> **Short task**
How many lines of the records below contain the string "blue"? Count them and reply with the number alone.

> **Data listing**
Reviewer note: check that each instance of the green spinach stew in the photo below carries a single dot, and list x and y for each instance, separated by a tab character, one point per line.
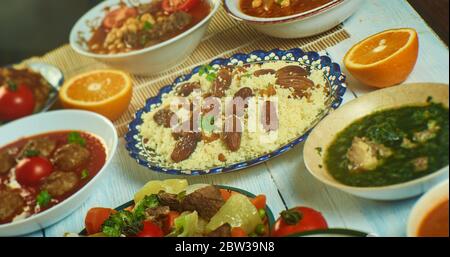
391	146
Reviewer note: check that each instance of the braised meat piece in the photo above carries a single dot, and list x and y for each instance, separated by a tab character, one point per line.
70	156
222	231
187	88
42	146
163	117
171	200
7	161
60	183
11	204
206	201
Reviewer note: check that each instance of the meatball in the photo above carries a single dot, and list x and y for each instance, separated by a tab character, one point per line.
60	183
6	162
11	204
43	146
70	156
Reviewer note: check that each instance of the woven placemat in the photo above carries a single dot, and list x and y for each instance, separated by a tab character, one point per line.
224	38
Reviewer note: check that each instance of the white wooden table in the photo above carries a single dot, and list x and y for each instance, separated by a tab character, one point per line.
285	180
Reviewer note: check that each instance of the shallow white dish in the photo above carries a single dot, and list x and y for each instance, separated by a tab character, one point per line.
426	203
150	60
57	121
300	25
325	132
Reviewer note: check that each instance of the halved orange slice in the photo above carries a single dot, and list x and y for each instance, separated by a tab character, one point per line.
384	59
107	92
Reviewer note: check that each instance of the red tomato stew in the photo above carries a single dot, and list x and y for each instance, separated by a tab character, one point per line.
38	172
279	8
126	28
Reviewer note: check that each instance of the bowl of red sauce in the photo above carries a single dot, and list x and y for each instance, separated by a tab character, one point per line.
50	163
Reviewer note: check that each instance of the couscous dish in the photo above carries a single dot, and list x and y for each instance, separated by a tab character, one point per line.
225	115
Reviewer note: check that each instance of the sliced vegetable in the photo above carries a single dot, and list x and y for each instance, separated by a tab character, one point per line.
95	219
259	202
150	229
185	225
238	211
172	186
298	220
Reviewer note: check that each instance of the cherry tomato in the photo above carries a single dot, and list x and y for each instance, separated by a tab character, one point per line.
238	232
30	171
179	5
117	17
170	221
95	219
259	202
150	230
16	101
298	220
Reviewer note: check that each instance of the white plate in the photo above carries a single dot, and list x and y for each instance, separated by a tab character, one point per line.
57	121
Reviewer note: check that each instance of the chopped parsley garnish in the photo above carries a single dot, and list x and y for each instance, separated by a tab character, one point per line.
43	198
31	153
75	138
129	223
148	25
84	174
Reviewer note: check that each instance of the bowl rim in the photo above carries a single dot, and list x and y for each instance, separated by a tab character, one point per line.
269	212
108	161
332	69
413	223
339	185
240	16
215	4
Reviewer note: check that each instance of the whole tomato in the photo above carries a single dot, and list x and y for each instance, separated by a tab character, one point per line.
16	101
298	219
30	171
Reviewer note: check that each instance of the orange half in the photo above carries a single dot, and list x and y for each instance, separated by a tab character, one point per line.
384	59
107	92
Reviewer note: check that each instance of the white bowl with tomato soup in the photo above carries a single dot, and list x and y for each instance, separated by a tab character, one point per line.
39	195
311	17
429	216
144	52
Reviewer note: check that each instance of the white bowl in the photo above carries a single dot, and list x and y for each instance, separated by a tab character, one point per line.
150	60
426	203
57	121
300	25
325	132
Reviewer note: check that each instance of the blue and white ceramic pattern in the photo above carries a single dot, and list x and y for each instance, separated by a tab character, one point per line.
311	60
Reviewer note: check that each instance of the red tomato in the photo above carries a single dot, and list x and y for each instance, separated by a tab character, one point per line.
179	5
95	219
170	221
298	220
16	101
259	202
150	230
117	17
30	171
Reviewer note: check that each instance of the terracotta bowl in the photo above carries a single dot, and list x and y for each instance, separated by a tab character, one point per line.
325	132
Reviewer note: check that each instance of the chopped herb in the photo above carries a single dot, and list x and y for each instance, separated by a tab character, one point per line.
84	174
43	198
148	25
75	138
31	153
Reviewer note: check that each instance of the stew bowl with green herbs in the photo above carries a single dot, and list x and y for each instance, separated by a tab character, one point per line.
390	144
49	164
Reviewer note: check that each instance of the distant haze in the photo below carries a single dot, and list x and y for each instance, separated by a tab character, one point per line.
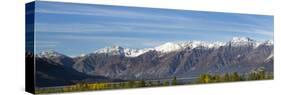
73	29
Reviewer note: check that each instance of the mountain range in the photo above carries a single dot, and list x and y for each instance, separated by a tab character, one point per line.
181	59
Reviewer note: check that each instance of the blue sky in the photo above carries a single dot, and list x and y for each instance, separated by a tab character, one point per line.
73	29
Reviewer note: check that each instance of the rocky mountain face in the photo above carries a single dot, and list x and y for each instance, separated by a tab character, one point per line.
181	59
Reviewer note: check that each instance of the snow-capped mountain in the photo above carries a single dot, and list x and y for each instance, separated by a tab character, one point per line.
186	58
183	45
==
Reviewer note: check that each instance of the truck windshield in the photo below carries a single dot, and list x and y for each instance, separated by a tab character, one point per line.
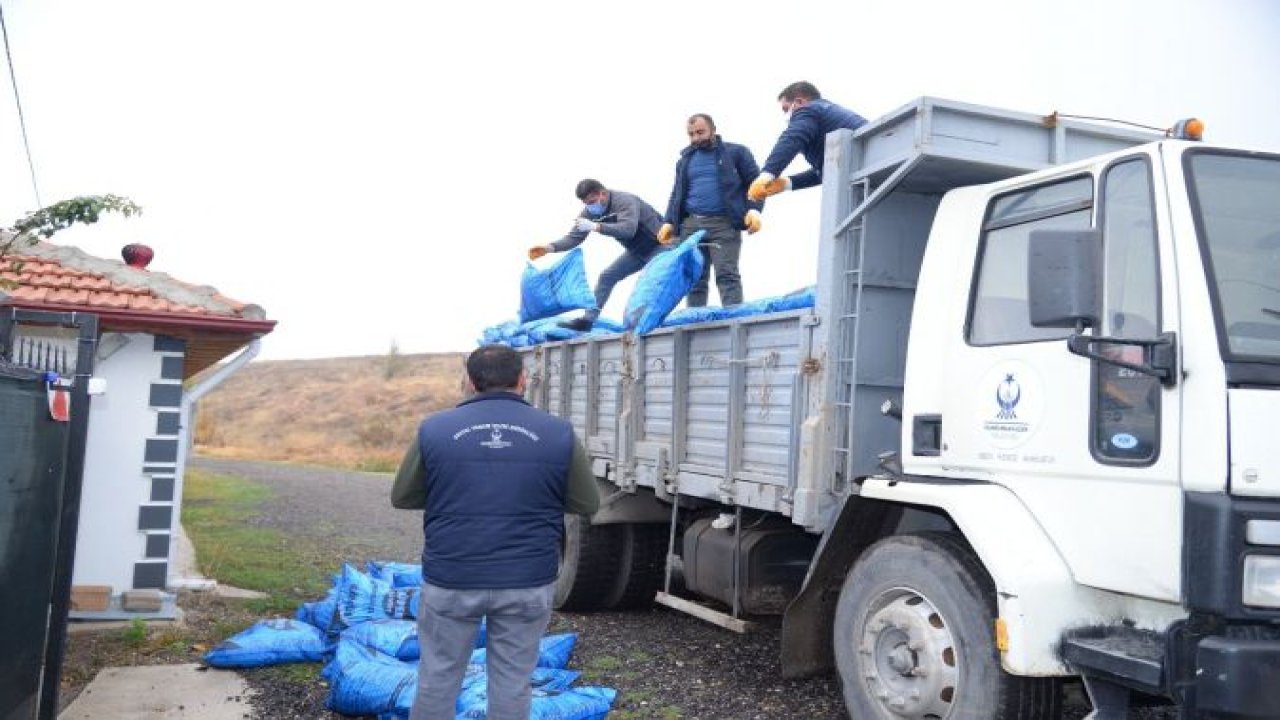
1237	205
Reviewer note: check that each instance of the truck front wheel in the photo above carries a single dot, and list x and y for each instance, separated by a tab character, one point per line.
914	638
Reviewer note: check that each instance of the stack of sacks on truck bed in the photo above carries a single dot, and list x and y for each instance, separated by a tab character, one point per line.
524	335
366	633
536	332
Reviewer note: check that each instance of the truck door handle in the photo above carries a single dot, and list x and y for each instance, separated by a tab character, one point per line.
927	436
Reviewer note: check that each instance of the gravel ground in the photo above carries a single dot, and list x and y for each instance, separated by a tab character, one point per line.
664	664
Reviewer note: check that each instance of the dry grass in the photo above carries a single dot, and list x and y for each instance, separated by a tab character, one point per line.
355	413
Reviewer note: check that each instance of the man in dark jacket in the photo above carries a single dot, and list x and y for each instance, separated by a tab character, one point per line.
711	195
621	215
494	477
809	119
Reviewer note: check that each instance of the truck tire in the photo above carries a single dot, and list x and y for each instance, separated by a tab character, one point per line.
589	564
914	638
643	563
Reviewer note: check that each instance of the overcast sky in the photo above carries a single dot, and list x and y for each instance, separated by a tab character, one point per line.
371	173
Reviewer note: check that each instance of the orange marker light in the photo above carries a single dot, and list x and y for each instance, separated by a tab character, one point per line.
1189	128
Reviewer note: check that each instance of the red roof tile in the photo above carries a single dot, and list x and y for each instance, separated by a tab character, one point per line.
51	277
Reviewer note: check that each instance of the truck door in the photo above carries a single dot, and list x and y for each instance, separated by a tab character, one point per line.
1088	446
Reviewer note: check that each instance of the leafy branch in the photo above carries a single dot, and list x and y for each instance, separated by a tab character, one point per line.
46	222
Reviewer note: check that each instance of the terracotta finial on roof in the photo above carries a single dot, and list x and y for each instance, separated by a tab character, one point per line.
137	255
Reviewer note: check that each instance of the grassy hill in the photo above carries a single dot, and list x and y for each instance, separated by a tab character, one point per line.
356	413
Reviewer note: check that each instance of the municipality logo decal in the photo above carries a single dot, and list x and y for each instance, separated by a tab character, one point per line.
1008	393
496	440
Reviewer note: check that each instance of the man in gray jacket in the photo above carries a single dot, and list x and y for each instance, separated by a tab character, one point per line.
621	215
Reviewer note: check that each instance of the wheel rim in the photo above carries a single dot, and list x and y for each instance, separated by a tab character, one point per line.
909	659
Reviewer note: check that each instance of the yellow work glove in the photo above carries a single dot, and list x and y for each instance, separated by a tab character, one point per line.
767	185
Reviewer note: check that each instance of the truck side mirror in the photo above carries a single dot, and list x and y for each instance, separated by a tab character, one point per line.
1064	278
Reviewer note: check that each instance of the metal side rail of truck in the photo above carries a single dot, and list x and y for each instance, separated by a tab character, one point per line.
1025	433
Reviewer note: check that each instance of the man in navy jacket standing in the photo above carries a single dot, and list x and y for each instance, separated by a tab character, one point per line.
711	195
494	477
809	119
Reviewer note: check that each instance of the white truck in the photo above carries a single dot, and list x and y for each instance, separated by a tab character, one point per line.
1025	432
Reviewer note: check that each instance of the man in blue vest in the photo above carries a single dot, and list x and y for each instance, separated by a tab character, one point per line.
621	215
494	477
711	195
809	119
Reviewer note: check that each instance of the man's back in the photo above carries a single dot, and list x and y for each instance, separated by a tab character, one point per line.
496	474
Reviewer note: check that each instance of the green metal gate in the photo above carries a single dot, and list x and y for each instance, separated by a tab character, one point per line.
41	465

> **Result below**
3